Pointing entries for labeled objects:
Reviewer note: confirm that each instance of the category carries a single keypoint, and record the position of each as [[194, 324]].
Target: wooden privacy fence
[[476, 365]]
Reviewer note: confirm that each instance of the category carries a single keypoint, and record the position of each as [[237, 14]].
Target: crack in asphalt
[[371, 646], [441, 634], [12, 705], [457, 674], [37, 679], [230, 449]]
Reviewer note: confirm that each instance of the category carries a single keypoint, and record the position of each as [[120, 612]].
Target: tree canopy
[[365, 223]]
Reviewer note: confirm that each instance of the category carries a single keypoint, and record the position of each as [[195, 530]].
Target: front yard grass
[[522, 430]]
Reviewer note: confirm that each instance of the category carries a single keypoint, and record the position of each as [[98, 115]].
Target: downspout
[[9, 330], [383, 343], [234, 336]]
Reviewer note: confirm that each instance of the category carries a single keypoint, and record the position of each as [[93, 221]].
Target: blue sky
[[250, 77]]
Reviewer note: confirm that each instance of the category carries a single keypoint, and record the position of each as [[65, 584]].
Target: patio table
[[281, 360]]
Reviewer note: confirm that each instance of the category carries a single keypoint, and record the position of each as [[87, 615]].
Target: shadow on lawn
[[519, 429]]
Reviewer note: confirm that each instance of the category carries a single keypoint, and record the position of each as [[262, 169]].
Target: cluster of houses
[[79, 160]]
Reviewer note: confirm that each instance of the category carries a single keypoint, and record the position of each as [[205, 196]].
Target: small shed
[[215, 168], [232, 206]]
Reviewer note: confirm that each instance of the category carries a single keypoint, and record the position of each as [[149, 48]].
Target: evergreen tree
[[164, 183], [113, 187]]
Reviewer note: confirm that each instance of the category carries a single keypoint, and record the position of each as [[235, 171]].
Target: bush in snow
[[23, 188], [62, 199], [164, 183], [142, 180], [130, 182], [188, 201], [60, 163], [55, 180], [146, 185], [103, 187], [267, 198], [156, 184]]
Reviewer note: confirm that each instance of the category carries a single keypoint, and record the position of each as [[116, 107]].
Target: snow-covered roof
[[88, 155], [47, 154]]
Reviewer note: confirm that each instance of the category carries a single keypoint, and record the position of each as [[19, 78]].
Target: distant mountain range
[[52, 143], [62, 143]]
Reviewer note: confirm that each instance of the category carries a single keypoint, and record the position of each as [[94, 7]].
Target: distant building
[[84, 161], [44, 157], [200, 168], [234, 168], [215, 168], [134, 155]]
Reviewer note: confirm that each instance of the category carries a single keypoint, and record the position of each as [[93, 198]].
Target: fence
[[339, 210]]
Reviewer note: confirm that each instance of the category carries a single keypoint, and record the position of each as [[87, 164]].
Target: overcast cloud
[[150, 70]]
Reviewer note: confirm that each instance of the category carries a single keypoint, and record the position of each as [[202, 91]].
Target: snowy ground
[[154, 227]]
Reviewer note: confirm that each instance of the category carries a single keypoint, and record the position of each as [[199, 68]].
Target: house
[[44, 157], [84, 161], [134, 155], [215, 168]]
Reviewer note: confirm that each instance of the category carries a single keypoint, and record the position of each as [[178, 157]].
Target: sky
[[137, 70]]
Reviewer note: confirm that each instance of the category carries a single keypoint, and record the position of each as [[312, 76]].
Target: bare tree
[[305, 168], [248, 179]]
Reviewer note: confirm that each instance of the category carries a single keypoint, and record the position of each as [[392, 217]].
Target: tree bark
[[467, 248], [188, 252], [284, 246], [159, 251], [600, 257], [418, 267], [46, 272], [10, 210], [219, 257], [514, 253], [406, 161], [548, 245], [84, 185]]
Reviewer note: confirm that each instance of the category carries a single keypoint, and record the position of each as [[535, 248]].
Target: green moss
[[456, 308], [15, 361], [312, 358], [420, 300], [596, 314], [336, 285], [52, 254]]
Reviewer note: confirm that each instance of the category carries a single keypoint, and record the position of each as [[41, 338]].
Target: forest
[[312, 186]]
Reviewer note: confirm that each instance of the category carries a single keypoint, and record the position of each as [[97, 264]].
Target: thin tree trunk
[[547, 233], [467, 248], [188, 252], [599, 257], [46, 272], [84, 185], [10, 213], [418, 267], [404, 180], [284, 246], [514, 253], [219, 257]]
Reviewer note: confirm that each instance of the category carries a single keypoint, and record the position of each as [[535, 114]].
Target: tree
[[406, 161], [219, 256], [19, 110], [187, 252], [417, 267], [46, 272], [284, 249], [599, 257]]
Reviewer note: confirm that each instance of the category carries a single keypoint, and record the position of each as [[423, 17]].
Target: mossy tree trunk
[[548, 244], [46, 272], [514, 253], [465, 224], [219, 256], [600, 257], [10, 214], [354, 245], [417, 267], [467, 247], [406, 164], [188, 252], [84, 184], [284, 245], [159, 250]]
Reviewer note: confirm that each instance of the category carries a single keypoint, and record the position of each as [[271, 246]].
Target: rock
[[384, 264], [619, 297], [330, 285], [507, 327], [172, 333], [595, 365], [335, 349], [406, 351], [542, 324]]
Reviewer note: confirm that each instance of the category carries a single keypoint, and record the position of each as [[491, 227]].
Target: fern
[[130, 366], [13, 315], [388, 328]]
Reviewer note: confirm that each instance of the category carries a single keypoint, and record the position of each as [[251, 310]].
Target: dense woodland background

THE REQUEST: Please output every one of the records above verbatim, line by line, with no changes.

TASK OUTPUT:
Reviewer note: confirm that each instance of the category carries a single keypoint, and record the position of each as [[194, 324]].
Target: wooden privacy fence
[[476, 365]]
Reviewer note: confirm that each instance of the category carries a single keypoint, and record the position of each as [[237, 14]].
Target: crack in asphalt
[[371, 646], [441, 634], [12, 705], [457, 674], [37, 679], [230, 449]]
Reviewer note: confirm that each instance of the category carries a single keypoint, and record the position of each as [[120, 612]].
Target: tree canopy
[[365, 223]]
Reviewer note: confirm that each instance of the category carries a single keypoint, and record the position of each as [[195, 530]].
Target: front yard grass
[[522, 430]]
Reviewer note: confirm that each instance of the category carries a single keypoint, and record the position of each as [[98, 115]].
Target: downspout
[[9, 330], [383, 343], [234, 336]]
Reviewer note: confirm that each instance of the category carries a single keypoint, and record the position of each as [[93, 221]].
Target: blue sky
[[250, 77]]
Reviewer note: confirm that each instance of the category carries a single keypoint, and record the position of each as [[65, 584]].
Target: patio table
[[281, 360]]
Reviewer note: confirm that each instance of the category carries a single keypoint, and record the position of each as [[87, 615]].
Target: shadow on lawn
[[519, 429]]
Reviewer note: confirm that each instance of the category carries a single keypoint, and record the position of each as [[262, 169]].
Target: cluster of houses
[[79, 160]]
Reviewer note: confirm that each instance of the category carries a single keypoint, and record the position of each as [[205, 196]].
Target: small shed
[[215, 168], [232, 206]]
Reviewer note: confirm that each instance of the category carries a single keypoint, and record the position of each as [[149, 48]].
Target: evergreen tree
[[164, 183], [113, 187]]
Reviewer note: confirm that each instance of the category carries a single keypoint, and record the position of each as [[235, 171]].
Target: bush in snow
[[23, 188], [62, 199], [164, 183], [142, 180], [130, 182], [188, 201], [60, 163], [55, 180], [146, 185], [103, 187], [267, 198], [156, 184]]
Reviewer note: confirm that each instance of the category carries a single keypoint, and record the position of each as [[116, 107]].
Target: snow-covered roof
[[88, 155], [47, 154]]
Reviewer note: confirm that each instance of the category carries a single keypoint, and record the position of each as [[19, 78]].
Target: distant mountain range
[[52, 143], [62, 143]]
Reviewer note: confirm that each instance of the category carries a single keypoint, and record the position of each as [[94, 7]].
Target: distant building
[[84, 161], [44, 157], [200, 168], [234, 168], [215, 168], [134, 155]]
Reviewer note: confirm that each instance of the category carries a single keypoint, and record the position of each as [[93, 198]].
Target: fence
[[339, 210]]
Reviewer note: confirm that each instance of the category carries a single keypoint, and record the position of each as [[87, 164]].
Target: overcast cloud
[[150, 70]]
Reviewer note: confirm that each instance of the category carries a single keypoint, and record the position of each as [[202, 91]].
Target: snowy ground
[[154, 227]]
Reviewer note: confirm that each instance of the category carries a single keypoint, and record the position of each as [[199, 68]].
Target: house
[[44, 157], [84, 161], [134, 155], [215, 168]]
Reviewer note: confirm that each instance of the category carries a single keypoint, and record the position of each as [[178, 157]].
Target: sky
[[137, 70]]
Reviewer note: confirm that each instance of the category carries a single keypoint, and record the position of each as [[312, 76]].
Target: bare tree
[[305, 168], [248, 179]]
Reviewer note: confirm that each instance of the category carries a single keypoint, and record the position of each as [[392, 217]].
Target: tree bark
[[467, 248], [188, 252], [284, 246], [159, 251], [600, 257], [418, 267], [46, 272], [10, 210], [219, 257], [514, 253], [406, 161], [548, 245], [84, 185]]
Reviewer note: confirm that each instance of the category carries a single keypoint, and record the position of each as [[535, 248]].
Target: green moss
[[456, 308], [15, 361], [312, 358], [420, 300], [596, 314], [336, 285], [52, 254]]
Reviewer note: confirm that each instance of the category carries a single keypoint, and record the position of each as [[41, 338]].
Target: forest
[[312, 186]]
Reviewer note: confirm that each instance of the category carries a single keypoint, and record the position of each as [[97, 264]].
Target: thin tree trunk
[[547, 233], [467, 248], [188, 252], [599, 257], [46, 272], [84, 185], [10, 213], [418, 267], [404, 180], [284, 246], [514, 253], [219, 257]]
Reviewer note: confirm that each instance of the category carries a single keypoint, and record the position of each as [[535, 114]].
Target: tree
[[406, 161], [219, 256], [19, 110], [187, 252], [417, 267], [46, 272], [284, 249], [599, 257]]
Reviewer note: confirm that each instance of the category carries a single keypoint, and record the position of each as [[423, 17]].
Target: mossy tree trunk
[[548, 244], [46, 272], [514, 253], [465, 224], [219, 256], [600, 257], [10, 214], [354, 245], [417, 267], [467, 247], [406, 164], [188, 252], [84, 184], [284, 245], [159, 250]]
Reviewer note: confirm that each instance of the category carries a single keypoint, and record the position of each as [[271, 246]].
Target: rock
[[384, 264], [619, 297], [330, 285], [507, 327], [172, 333], [595, 365], [335, 349], [406, 351], [542, 324]]
Reviewer note: confirm that each instance of the category carries a single keypoint, and record the position of each as [[491, 227]].
Target: fern
[[130, 366], [13, 315], [388, 328]]
Reviewer note: confirm that each instance of the category carries a single keypoint, and record the position of each as [[251, 310]].
Target: dense woodland background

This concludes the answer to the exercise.